# Task list:
1 – Do the following statements agree with the interview below: (a) the work with chefs ran from 2008 to 2017, (b) Bobby Flay was first met at a Whole Foods store, and (c) Nacho is a gray Maine Coon cat? For each, answer yes or no and quote the deciding words of the interview.
2 – Could you revise the part of the interview below that opens with the words containing "MJ: How did" and closes with "first phone call.", putting "manager" in place of "agent"?
==== Selected excerpt
MJ: Amazing. What did your job at Whole Foods entail?

ET: I was essentially overseeing the local purchasing program nationally for Whole Foods. And that meant I was responsible for finding up-and-coming brands that had a ton of promise and were filling categories that needed filling. It meant working with farms and fisheries and livestock producers who were offering something that we needed or had some differentiating aspect, which was so fun. It meant every Friday I was either on an oyster boat or in a chocolate facility or visiting bees at an apiary.

It was during the heyday of consumer food. This is when I got to know the Mast Brothers really well, and when I got to meet just hundreds of entrepreneurs who were really passionate about whatever particular food category they were going after. I learned so much because each one of those entrepreneurs or founders was such an expert in their own craft. And so I had the chance to become a light expert across different parts of the grocery store and build a real acumen for what could work in a big way in consumer food. 

Throughout those 10 years, I also worked with a ton of chefs. This was 2008 to 2017, so it was a time when a lot of chefs were recognizing their credibility, their influence, and wanting to build consumer-facing brands. It was the early days of chefs deciding to go out a little bit more commercially. I was lucky to have the chance to help the Momofuku team launch their sauces, I helped the Blue Hill team launch their vegetable-based yogurts, and I worked with Roberta's Pizza to launch their frozen pizza line. 

MJ: How did you come to launch a pet food company with Bobby Flay?

ET: I built a name for myself in a variety of ways across food. People just knew who I was. It was sort of like, if you're looking to launch a product at Whole Foods, you need to talk to Elly. So a lot of chefs learned who I was. I actually met Bobby Flay randomly in one of his restaurants, which is no longer, called Gato, about five and a half years ago. It was right after I had left Whole Foods and I just introduced myself. I knew his agent and a bunch of people who know him. He just said, If I ever have an idea, you're going to be my first phone call. 

Only a few months later, he did call with an idea around his cat Nacho. Bobby has been a lifelong cat lover. He grew up as an only child with cats, and so has always been obsessed with them. He jokes that they were his siblings growing up, and as an adult has had a couple of cats, but the one who grew some fame is Nacho. Nacho Flay has almost 250,000 followers on Instagram. He’s this beautiful orange Maine Coon cat who Bobby's had for seven or eight years now.

Bobby realized that he has been feeding people for 30 years of his career. All he does, day in and day out, is bring people food, whether through TV or cookbooks or demos. He's instructing people how to eat, but he realized he hadn't ever paid as close attention to what his cats should be eating, and he felt like he should be doing more for his cats. A lot of big pet food companies were pitching him on endorsement and licensing deals because Nacho had built such a following. So he came to me with these two things: I've got serious interest in Nacho because he's got a real following and a fan base clearly who are our cat lovers and cat owners across media channels. And I, a devoted cat dad, don't really know what to feed my cats or know which brand to trust. And I think there's a lot of room for improvement. 

If you're not a cat owner, you might not know that cats are really finicky or notoriously hard to satisfy when it comes to switching their food or giving them new food. And that's why so many cat owners end up feeding their cats some of the legacy conventional brands, which are pretty terrible for them. They’re the equivalent of junk food for cats because they’re got a ton of palatants, a ton of things in the food that make them continue to eat them. So what we thought was, Who better than Bobby Flay, one of the most famous chefs in America, to use his culinary tricks and to really think about flavor and palatability to get cats excited about food that was actually really good for them?
========
==== Stored data
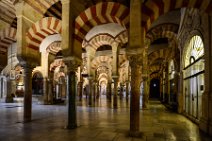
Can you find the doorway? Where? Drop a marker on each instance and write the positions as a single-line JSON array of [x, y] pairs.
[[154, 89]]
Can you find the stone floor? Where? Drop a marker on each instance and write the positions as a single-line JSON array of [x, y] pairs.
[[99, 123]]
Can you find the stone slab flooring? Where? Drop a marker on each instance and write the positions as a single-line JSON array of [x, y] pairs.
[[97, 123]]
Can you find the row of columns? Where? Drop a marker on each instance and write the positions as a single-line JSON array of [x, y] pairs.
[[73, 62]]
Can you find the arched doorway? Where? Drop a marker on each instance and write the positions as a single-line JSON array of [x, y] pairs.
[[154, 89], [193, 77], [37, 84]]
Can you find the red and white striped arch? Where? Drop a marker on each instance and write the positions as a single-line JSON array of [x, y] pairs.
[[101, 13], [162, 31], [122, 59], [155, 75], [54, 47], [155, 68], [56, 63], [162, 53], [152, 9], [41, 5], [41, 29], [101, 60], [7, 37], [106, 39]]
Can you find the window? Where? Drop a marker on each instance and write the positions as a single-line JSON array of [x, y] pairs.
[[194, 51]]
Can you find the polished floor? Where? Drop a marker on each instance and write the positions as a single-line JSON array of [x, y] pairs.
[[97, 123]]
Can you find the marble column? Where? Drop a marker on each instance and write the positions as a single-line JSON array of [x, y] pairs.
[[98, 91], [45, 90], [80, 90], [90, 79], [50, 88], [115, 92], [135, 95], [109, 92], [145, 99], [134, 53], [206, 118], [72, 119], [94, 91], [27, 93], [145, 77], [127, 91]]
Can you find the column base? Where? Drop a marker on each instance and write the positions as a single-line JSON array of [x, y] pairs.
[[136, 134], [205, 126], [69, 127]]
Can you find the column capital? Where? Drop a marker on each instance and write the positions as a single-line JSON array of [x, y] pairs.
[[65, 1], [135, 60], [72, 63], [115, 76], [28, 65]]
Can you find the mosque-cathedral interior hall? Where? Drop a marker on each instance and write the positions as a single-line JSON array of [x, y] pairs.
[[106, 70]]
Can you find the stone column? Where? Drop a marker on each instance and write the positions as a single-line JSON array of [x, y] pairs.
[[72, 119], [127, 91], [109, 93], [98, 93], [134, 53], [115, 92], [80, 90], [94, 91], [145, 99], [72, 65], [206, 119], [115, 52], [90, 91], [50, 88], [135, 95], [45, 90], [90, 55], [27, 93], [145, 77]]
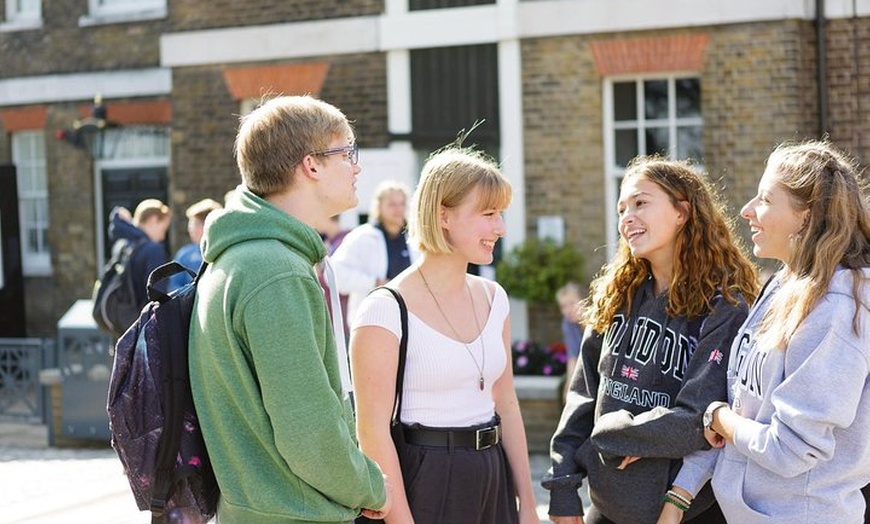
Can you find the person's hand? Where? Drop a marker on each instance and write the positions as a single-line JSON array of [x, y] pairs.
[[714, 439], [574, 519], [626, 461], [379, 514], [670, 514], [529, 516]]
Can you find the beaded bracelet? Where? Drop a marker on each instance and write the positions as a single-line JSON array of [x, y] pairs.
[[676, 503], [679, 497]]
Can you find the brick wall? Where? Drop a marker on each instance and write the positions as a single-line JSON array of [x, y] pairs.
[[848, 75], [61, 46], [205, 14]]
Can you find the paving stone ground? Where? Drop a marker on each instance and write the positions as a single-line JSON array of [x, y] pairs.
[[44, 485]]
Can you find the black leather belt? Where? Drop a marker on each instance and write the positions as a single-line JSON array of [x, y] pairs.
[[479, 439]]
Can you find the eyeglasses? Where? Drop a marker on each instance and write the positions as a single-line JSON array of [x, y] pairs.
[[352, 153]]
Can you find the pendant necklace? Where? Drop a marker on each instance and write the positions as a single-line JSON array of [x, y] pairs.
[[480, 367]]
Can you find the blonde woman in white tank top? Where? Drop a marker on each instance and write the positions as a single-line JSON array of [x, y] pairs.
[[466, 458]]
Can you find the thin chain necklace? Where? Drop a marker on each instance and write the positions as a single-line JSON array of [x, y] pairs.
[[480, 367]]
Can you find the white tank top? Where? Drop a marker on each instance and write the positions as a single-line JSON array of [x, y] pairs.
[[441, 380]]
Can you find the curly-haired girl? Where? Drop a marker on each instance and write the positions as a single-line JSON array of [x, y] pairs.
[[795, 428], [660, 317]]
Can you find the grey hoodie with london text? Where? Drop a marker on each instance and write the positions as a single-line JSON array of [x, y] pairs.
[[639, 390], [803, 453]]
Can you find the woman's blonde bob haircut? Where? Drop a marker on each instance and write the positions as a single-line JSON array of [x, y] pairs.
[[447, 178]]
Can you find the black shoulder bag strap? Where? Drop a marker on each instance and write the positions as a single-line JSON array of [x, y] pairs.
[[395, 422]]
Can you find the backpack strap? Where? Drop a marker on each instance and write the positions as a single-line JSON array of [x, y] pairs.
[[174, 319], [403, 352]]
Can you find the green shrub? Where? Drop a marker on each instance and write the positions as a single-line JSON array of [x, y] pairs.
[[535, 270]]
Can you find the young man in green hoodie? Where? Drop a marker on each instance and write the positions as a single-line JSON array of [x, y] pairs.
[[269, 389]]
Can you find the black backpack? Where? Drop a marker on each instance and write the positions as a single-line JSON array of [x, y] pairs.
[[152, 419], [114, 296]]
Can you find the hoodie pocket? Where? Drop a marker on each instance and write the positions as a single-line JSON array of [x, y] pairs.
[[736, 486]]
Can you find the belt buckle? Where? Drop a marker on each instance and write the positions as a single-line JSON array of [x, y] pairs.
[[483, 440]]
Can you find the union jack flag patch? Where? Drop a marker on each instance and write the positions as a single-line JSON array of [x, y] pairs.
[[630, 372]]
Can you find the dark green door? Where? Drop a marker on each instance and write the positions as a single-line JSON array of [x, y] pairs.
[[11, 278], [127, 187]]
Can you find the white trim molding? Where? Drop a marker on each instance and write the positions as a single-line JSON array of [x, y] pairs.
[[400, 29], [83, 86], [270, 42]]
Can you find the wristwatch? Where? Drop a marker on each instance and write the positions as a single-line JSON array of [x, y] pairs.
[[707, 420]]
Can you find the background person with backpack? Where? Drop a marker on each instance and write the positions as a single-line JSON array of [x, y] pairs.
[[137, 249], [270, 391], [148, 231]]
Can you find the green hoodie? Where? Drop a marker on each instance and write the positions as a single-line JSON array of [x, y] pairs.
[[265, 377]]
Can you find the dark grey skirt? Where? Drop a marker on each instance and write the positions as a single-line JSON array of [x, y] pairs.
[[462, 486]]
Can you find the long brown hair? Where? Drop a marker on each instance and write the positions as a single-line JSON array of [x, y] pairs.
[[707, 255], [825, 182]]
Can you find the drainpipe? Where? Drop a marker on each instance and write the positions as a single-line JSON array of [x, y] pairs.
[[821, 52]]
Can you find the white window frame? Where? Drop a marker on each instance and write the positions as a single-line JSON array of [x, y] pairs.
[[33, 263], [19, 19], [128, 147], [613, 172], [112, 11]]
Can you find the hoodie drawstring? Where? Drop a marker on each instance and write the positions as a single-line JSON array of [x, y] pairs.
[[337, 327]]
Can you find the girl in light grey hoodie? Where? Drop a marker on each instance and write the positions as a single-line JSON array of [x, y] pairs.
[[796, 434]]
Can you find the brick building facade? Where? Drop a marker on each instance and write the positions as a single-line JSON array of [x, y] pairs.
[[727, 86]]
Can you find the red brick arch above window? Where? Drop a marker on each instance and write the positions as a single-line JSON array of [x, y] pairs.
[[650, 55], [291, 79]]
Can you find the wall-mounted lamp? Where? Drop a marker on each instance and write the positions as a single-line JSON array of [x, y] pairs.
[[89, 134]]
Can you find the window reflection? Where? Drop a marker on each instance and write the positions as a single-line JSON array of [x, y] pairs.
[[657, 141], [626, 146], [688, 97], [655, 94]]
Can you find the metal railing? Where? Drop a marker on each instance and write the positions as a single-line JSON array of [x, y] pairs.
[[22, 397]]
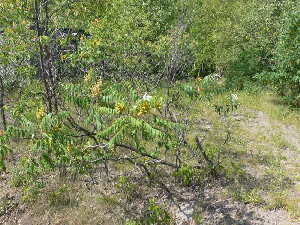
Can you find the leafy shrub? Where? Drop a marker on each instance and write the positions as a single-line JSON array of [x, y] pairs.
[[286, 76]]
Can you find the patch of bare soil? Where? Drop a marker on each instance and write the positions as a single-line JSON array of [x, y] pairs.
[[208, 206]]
========
# Answer set:
1 –
(a) Yes: "This was 2008 to 2017"
(b) No: "I actually met Bobby Flay randomly in one of his restaurants"
(c) No: "beautiful orange Maine Coon cat"

2 –
MJ: How did you come to launch a pet food company with Bobby Flay?

ET: I built a name for myself in a variety of ways across food. People just knew who I was. It was sort of like, if you're looking to launch a product at Whole Foods, you need to talk to Elly. So a lot of chefs learned who I was. I actually met Bobby Flay randomly in one of his restaurants, which is no longer, called Gato, about five and a half years ago. It was right after I had left Whole Foods and I just introduced myself. I knew his manager and a bunch of people who know him. He just said, If I ever have an idea, you're going to be my first phone call.